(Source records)
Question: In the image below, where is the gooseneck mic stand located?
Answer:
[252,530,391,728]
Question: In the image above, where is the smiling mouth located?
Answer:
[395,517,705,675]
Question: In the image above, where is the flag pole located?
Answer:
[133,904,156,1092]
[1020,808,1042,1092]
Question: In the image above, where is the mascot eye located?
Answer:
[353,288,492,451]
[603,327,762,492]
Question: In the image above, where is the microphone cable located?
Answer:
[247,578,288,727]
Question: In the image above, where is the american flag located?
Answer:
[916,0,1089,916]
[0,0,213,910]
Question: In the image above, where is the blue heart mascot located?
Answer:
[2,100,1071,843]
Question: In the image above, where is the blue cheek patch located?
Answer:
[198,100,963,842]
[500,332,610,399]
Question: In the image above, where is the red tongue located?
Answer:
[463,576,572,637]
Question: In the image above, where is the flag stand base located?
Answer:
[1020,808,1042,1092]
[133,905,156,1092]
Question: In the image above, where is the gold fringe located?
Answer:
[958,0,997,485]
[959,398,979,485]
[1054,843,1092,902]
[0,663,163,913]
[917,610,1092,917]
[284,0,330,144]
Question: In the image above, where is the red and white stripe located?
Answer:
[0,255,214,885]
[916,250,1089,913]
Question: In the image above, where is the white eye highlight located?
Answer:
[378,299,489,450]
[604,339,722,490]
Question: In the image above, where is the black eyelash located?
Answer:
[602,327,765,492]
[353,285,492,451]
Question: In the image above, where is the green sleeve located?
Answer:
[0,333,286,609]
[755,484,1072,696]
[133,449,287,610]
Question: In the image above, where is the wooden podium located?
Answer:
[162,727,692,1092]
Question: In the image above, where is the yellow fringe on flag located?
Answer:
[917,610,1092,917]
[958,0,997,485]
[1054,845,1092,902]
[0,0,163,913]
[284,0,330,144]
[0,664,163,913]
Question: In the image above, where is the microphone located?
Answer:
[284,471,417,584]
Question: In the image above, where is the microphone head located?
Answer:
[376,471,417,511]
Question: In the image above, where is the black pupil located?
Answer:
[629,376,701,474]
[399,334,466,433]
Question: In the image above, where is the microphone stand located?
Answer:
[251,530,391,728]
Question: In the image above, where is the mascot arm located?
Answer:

__Work to do__: Lay out the listing above as a Markdown table with the columns "Row" and "Line," one row per line, skipping any blank lines.

__Task solution__:
| Row | Line |
|---|---|
| 1 | Question: In the image below, where is the gooseneck mic stand located? |
| 2 | Answer: |
| 3 | [252,530,391,728] |
| 4 | Question: In the image above, where is the smiling mouth located? |
| 5 | Answer: |
| 6 | [395,517,705,675] |
| 7 | Question: In the image above, where is the flag pole located? |
| 8 | Answer: |
| 9 | [133,904,156,1092] |
| 10 | [1020,808,1042,1092] |
| 11 | Question: In the image above, where is the mascot eye located? |
| 12 | Answer: |
| 13 | [353,288,492,451] |
| 14 | [603,327,762,492] |
| 15 | Question: In the image above, where is the microphone cable located? |
| 16 | Answer: |
| 17 | [247,578,288,727] |
| 18 | Question: In the image above, where is the american flag located? |
| 19 | Answer: |
| 20 | [916,0,1089,916] |
| 21 | [0,0,213,910] |
| 22 | Question: In the image above, where is the blue heart mascot located? |
| 23 | Answer: |
| 24 | [2,100,1071,843] |
| 25 | Question: In the image above, where is the blue cheek patch located? |
| 26 | Answer: |
| 27 | [198,100,963,842] |
| 28 | [500,332,610,399] |
| 29 | Question: In the image above, where is the red tongue located? |
| 30 | Answer: |
| 31 | [463,576,572,637] |
| 32 | Question: In the image above, where is the flag stand base located? |
| 33 | Answer: |
| 34 | [1020,808,1042,1092] |
| 35 | [133,905,156,1092] |
| 36 | Question: In the image above, where is the gold fringe located? |
| 37 | Answer: |
| 38 | [958,0,997,485] |
| 39 | [959,398,979,485] |
| 40 | [1054,843,1092,902] |
| 41 | [0,663,163,913] |
| 42 | [917,610,1092,917] |
| 43 | [284,0,330,144] |
| 44 | Question: In the image above, where is the red and white stripe located? |
| 45 | Answer: |
| 46 | [0,255,214,885] |
| 47 | [916,250,1089,913] |
| 48 | Question: In the image above, where is the white eye highlight located? |
| 49 | Answer: |
| 50 | [378,299,489,450] |
| 51 | [604,339,722,490] |
| 52 | Question: In the image above, where is the black eyelash located? |
| 53 | Answer: |
| 54 | [602,327,765,492] |
| 55 | [353,285,492,451] |
| 56 | Question: In the image above, where is the green sleeve located? |
| 57 | Answer: |
| 58 | [0,333,286,609] |
| 59 | [755,484,1072,696] |
| 60 | [133,449,287,610] |
| 61 | Question: In the image above, where is the wooden podium located? |
| 62 | Answer: |
| 63 | [162,727,692,1092] |
| 64 | Question: In the image above, where is the yellow fringe on flag located? |
| 65 | Answer: |
| 66 | [917,610,1092,917] |
| 67 | [958,0,997,485] |
| 68 | [1054,845,1092,902] |
| 69 | [0,0,163,913] |
| 70 | [284,0,330,144] |
| 71 | [0,664,163,913] |
| 72 | Question: In the image above, where is the microphone located? |
| 73 | Answer: |
| 74 | [284,471,417,584] |
| 75 | Question: In the image above, where is the microphone head located? |
| 76 | Answer: |
| 77 | [376,471,417,511] |
| 78 | Question: In the image above, where is the black pupil located? |
| 79 | Answer: |
| 80 | [629,376,701,474] |
| 81 | [399,334,466,433] |
| 82 | Question: In the image above, where is the microphone stand located? |
| 83 | Answer: |
| 84 | [251,530,391,728] |
| 85 | Question: In the image above, where is the mascot arm located? |
| 86 | Answer: |